■ **THE TASK**:
Write out every line of the records below as one numbered list, and leave out any blank lines.

========================

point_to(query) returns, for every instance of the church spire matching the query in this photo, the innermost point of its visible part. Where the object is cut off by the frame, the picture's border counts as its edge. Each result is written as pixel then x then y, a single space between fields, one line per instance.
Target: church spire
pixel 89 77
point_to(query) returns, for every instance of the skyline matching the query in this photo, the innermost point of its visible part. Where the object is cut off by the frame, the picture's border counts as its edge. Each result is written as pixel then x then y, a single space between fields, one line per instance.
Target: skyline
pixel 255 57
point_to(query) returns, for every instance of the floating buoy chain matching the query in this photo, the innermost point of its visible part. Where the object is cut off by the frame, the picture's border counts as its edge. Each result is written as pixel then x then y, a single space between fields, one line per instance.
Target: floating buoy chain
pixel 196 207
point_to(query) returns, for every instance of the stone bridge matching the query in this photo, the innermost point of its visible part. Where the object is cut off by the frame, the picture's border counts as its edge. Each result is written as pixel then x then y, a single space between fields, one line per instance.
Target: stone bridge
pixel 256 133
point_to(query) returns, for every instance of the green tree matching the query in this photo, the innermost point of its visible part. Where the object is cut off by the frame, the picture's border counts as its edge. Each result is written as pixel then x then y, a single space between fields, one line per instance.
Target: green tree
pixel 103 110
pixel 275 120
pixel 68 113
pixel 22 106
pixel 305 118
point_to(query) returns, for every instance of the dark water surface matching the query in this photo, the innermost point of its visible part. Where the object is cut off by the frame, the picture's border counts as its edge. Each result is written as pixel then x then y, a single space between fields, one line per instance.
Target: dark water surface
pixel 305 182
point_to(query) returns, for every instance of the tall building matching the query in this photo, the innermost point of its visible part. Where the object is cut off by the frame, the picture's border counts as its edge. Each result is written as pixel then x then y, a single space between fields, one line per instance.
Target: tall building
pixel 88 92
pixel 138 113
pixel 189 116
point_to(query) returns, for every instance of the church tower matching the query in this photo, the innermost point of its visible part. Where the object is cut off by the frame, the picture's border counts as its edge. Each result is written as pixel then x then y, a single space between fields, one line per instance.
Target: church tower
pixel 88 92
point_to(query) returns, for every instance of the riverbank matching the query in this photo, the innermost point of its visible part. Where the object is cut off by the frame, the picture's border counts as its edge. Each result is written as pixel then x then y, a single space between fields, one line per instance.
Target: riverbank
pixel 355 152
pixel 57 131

========================

■ **EXERCISE OUTPUT**:
1. point_to(query) returns, for every instance of the church spire matching the query in this photo, the innermost point of its visible part. Where the object is cut off by the frame, the picture's border counts as its edge. Each result is written as pixel then x then y, a single space between fields, one line per instance.
2. Target: church spire
3. pixel 89 77
4. point_to(query) returns, for every instance of the skyline matching the query in this photo, the innermost point of its visible part. Where the object is cut off by the frame, the picture's border counts as its edge. Each result is written as pixel then x then y, a single space between fields, one line per instance.
5. Target: skyline
6. pixel 255 57
7. point_to(query) returns, for every instance of the floating buoy chain matching the query in this photo, the innermost point of its visible part. Where the object is cut off by the frame, the picture's border counts as its edge. Each result is written as pixel then x then y, a single space between fields, one line per instance.
8. Target: floating buoy chain
9. pixel 196 207
10. point_to(query) returns, for every instance of the stone bridge matching the query in this photo, the innermost point of its visible part. Where the object is cut off by the frame, the picture's border counts as its edge. Each result is written as pixel then x then y, a single space between fields, one line per instance.
11. Target: stone bridge
12. pixel 256 133
13. point_to(query) returns, for every instance of the green tree matching the query in this photo, the innermost point of its visible part. Where the object is cut off by the frame, the picture's border counts as its edge. Each result is written as pixel then x then y, a single space between fields, one line per instance.
14. Target: green tree
15. pixel 103 110
16. pixel 275 120
17. pixel 68 113
18. pixel 22 106
19. pixel 305 118
20. point_to(query) returns, for every instance of the dark water surface matching the query in this photo, the innermost point of its visible part. Where the object is cut off by the frame, the picture's border counts as its edge. Each result is written as pixel then x then y, a single space between fields, one line per instance.
21. Target: dark water surface
22. pixel 305 182
23. point_to(query) returns, for every instance of the tall building matching the query in this photo, the innermost point of its visible part. Where the object is cut off by the frame, the picture's border counts as its edge. Each result is written as pixel then x then y, a single space between fields, one line per instance.
24. Target: tall building
25. pixel 88 92
26. pixel 138 113
27. pixel 189 116
28. point_to(query) returns, for every instance of the church tower matching the query in this photo, the innermost point of its visible part. Where the object is cut off by the frame, the picture's border counts as its edge. Each result is written as pixel then x then y, a single space between fields, one line per instance.
29. Target: church tower
30. pixel 88 92
31. point_to(query) returns, for every instance of the riverbank matching the query in this photo, the innermost point of its visible part. Where the object is cut off by the frame, the picture's border counts as its edge. Each result is written as pixel then x then y, a single space between fields, one line per instance.
32. Target: riverbank
33. pixel 355 152
34. pixel 57 131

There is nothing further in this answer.